- INFORMATION SHOWN
-- Begin --

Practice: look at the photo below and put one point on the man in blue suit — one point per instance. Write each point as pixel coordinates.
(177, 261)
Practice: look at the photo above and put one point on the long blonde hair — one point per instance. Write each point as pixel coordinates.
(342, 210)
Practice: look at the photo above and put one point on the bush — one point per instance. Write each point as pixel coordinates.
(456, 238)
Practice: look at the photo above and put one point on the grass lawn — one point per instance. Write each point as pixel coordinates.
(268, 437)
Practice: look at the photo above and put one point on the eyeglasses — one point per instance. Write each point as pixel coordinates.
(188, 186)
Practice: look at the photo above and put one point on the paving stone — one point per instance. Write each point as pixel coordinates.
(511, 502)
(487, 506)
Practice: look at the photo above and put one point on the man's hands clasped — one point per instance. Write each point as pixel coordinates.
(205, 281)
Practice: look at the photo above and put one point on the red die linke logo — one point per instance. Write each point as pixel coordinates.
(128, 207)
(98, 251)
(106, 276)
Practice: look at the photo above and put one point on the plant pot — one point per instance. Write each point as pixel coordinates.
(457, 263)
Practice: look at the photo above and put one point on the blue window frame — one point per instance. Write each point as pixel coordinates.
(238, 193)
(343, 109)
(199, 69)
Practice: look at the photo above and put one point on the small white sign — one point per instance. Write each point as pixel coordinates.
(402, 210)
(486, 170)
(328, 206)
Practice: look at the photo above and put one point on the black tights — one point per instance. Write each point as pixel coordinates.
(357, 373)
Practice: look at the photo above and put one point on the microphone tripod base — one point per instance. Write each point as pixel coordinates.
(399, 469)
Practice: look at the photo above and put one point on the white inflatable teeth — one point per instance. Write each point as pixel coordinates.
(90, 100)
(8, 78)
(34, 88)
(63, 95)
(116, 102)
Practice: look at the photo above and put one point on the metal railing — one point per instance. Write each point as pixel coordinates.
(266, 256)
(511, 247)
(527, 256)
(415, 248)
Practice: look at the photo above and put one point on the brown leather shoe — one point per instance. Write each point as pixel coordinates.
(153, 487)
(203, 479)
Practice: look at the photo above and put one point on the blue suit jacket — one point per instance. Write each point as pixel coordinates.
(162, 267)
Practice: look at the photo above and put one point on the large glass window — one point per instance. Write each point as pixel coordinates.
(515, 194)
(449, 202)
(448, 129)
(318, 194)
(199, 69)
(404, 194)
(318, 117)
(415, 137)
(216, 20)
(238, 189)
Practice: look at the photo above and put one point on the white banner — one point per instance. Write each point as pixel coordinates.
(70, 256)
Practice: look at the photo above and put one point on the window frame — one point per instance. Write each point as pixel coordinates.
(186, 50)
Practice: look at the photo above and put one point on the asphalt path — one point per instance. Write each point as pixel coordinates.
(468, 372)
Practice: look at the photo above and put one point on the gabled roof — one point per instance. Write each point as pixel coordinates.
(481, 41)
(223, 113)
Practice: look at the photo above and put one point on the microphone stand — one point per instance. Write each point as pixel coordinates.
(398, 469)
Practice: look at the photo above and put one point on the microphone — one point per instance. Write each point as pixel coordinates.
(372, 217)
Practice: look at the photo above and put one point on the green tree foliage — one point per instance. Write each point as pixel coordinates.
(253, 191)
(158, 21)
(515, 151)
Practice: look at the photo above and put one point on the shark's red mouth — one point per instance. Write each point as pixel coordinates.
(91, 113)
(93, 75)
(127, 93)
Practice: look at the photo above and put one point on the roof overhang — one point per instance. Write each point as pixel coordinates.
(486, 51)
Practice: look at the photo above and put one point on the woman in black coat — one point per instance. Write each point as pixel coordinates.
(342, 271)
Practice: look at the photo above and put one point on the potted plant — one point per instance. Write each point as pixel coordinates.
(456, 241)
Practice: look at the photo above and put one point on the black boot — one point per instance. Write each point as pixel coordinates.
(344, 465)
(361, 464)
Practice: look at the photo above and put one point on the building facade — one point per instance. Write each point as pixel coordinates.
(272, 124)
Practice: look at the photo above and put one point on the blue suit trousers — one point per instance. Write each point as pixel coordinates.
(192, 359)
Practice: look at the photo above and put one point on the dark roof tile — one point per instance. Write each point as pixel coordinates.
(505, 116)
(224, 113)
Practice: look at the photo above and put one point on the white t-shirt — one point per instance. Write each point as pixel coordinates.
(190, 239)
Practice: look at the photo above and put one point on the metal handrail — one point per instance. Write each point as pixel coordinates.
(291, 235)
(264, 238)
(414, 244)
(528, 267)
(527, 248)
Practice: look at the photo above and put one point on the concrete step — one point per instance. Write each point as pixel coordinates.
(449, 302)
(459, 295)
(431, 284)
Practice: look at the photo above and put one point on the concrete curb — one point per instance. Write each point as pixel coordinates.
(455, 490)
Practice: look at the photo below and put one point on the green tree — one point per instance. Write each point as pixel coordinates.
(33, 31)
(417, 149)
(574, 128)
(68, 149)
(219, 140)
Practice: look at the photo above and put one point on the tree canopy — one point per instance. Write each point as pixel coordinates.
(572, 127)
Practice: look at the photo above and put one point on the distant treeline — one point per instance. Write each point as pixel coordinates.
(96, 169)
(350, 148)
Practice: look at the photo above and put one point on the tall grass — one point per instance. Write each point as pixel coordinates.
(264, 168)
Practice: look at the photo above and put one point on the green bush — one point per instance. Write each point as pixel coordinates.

-- End --

- STATED TASK
Can you output every line of the material above verbatim, from the first line through the last?

- RESPONSE
Practice: look at the photo below and put one point on the man in blue suit — one point per instance. Write each point as pixel coordinates.
(177, 261)
Practice: look at the photo above and put one point on the long blonde hair — one point per instance. Write each point as pixel coordinates.
(342, 210)
Practice: look at the photo above and put one point on the bush — one point per instance. Write each point as pixel coordinates.
(456, 238)
Practice: look at the photo above and put one point on the grass lawn — one point per instance. Write each point as pixel coordinates.
(268, 437)
Practice: look at the photo above and put one point on the eyeglasses — one point per instance. Write each point as pixel coordinates.
(188, 186)
Practice: look at the photo above and put one point on the paving stone — one point per instance. Write each point as pixel coordinates.
(511, 502)
(487, 506)
Practice: look at the photo above and put one point on the man's hands clasped — one point per instance. Write each point as pixel coordinates.
(205, 281)
Practice: look at the photo above and put one point on the red die linke logo — one point per instance. Write each point as pixel coordinates.
(128, 207)
(98, 251)
(106, 276)
Practice: look at the photo above and put one point on the plant pot — one point per instance. Write each point as pixel coordinates.
(457, 263)
Practice: look at the photo above and put one point on the blue window frame — one point per instance. Write each point as pixel coordinates.
(238, 193)
(343, 109)
(199, 69)
Practice: look at the photo above and put one point on the small white sign — one point per instance. Write each point as pixel coordinates.
(402, 210)
(486, 170)
(328, 206)
Practice: look at the photo above and put one point on the black tights — one point per instance. Write each point as pixel coordinates.
(357, 373)
Practice: look at the photo above and put one point on the microphone tripod base — one point per instance. Write each point as pixel coordinates.
(399, 469)
Practice: look at the photo above and put one point on the white inflatable teeth — one point per instance. Write each point as pixel coordinates.
(90, 100)
(8, 78)
(34, 88)
(63, 95)
(116, 102)
Practice: look at the photo above and put one point on the metal railing — one point per instance. Write each point as pixel coordinates.
(266, 256)
(511, 247)
(527, 256)
(415, 248)
Practice: look at the photo above and put one point on the brown leather shoe — one point per instance. Write each point as pixel coordinates.
(153, 487)
(203, 479)
Practice: look at the photo above and put one point on the blue suit jacket — one point per instance. Write each point as pixel coordinates.
(162, 267)
Practice: look at the photo above and put one point on the large glass window — one point per instance. Write each point as pixel coordinates.
(515, 194)
(449, 202)
(448, 129)
(318, 194)
(199, 69)
(404, 194)
(318, 117)
(415, 137)
(216, 20)
(238, 189)
Practice: look at the photo above and put one point on the white banner — one point per instance. Write each point as pixel coordinates.
(70, 256)
Practice: look at the photo above and put one point on the window frame — one point per instance. Write each point as pixel coordinates.
(186, 50)
Practice: look at the photo above and put one point on the asphalt path — one point per instance. Write each point as pixel coordinates.
(468, 372)
Practice: look at the photo above and put one point on the gabled roof — one point per instance. Write each point as pixel coordinates.
(481, 41)
(223, 113)
Practice: look at the photo above and put one point on the microphone stand — one point per instance. Write each point as pixel coordinates.
(398, 469)
Practice: look at the photo above and put one point on the microphone — one point per instance. Write each point as pixel coordinates.
(372, 217)
Practice: look at the photo above and put one point on the green tree foliage — one point per instance. Write each point as pixel coordinates.
(253, 191)
(158, 21)
(515, 151)
Practice: look at the photo above and put one point on the shark's red mouth — one point per instance. Write each point as pixel coordinates.
(91, 113)
(93, 75)
(127, 93)
Practice: look at the photo above and put one point on the roof overhang — one point per instance. Write each point as pixel coordinates.
(486, 51)
Practice: look at the photo above and put one point on the woman in black coat — one point per instance. Write each point as pixel coordinates.
(342, 271)
Practice: look at the photo above and put one point on the potted plant — one point per instance. Write each point as pixel coordinates.
(456, 241)
Practice: look at the photo above and put one point on the black boot — one point per instance. Write each point as pixel coordinates.
(344, 465)
(361, 464)
Practice: look at the photo above and put one point on the building facade — one point per instance. Write each point as pixel coordinates.
(272, 124)
Practice: look at the photo above and put one point on the blue suit trousers — one point per instance. Write each point as pixel coordinates.
(192, 359)
Practice: look at the photo above and put one point on the dark roof tile — one point per instance. Write each point as pixel coordinates.
(505, 116)
(224, 113)
Practice: look at the photo above and put one point on the white t-shirt — one point per instance. Write each point as pixel coordinates.
(190, 239)
Practice: look at the photo above and put one point on the metal handrail — one point per instance. Write each point as pixel coordinates.
(291, 235)
(264, 238)
(414, 244)
(528, 267)
(527, 248)
Practice: look at the photo above and put one point on the concrete step — one point per instance. Write each point as pixel coordinates.
(449, 302)
(459, 295)
(431, 284)
Practice: look at the photo above and put one point on the concrete curb — one point per instance. Write each point as pixel coordinates.
(455, 490)
Practice: look at the photo below and put one point on the green tree — one point per instance. Write each point as pixel coordinates.
(33, 31)
(417, 149)
(574, 128)
(68, 149)
(219, 140)
Practice: look at the photo above and put one point on the tree canopy — one point per instance. Write each point as pixel coordinates.
(572, 127)
Practice: look at the photo above and put one point on the distant treeline — one point per instance. Write each point as pixel coordinates.
(96, 169)
(350, 148)
Practice: look at the photo above and put one point on the tall grass — one point per instance. Write each point as pixel coordinates.
(264, 168)
Practice: look at the photo above and put one point on the green bush — one point per instance. Write each point as pixel coordinates.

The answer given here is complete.